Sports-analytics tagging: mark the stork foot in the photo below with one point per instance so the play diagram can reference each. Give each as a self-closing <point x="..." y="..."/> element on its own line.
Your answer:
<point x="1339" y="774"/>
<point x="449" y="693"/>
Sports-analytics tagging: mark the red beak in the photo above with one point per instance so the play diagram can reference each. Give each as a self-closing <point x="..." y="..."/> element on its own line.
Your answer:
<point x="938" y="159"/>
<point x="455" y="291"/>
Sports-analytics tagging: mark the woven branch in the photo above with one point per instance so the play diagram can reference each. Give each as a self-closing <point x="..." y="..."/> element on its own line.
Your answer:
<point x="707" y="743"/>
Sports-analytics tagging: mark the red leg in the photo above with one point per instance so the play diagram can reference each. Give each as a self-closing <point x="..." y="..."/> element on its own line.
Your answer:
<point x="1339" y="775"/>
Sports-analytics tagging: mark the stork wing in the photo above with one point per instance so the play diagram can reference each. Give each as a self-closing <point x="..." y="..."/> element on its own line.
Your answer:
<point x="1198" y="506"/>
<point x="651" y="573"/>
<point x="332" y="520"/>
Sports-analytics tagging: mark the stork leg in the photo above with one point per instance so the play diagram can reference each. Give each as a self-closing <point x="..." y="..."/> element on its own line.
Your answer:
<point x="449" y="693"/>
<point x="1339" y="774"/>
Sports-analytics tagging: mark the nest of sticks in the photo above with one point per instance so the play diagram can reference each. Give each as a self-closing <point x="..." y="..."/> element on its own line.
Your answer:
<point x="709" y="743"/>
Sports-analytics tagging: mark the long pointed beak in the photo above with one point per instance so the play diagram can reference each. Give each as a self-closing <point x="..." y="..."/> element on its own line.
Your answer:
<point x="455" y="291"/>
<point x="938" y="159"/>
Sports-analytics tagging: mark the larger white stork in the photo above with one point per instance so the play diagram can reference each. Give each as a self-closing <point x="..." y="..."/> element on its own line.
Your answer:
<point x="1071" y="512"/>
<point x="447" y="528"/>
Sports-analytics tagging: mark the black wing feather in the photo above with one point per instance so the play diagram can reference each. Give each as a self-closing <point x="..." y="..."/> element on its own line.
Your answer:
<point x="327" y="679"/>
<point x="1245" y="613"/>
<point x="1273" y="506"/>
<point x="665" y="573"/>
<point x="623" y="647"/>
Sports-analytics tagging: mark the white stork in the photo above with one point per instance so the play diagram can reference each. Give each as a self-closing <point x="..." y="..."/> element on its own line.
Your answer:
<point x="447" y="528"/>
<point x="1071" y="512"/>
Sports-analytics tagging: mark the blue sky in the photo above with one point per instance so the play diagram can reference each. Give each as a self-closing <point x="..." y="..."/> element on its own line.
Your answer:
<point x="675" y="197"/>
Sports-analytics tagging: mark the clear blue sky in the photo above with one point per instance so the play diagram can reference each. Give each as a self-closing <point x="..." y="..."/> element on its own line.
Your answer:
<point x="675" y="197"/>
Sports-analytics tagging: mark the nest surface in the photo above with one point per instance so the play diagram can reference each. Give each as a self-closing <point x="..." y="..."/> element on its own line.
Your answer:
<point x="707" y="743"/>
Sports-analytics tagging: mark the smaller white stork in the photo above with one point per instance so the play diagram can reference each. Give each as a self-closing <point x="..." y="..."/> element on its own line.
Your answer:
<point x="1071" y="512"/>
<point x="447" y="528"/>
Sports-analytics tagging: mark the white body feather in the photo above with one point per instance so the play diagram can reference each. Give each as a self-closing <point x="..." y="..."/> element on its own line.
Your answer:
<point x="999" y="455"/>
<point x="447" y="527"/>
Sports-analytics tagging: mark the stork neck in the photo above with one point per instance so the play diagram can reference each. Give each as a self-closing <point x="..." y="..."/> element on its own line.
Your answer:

▸ **What is asked**:
Duplicate the lines from the one that contains "Sports-analytics tagging: mark the white body" through the end of the items, inclusive.

▸ **Output of the task**:
Sports-analytics tagging: mark the white body feather in the photo above with one point per instance so the play diagram can reference each. Give each as a self-closing <point x="..." y="..."/> element on its own line.
Your answer:
<point x="999" y="455"/>
<point x="447" y="527"/>
Sports-analytics tagging: mark the stork neck in the photo above with one point per instance so the play diagram can reference each. Give each as a self-closing <point x="..." y="..."/> element on its own line.
Your answer:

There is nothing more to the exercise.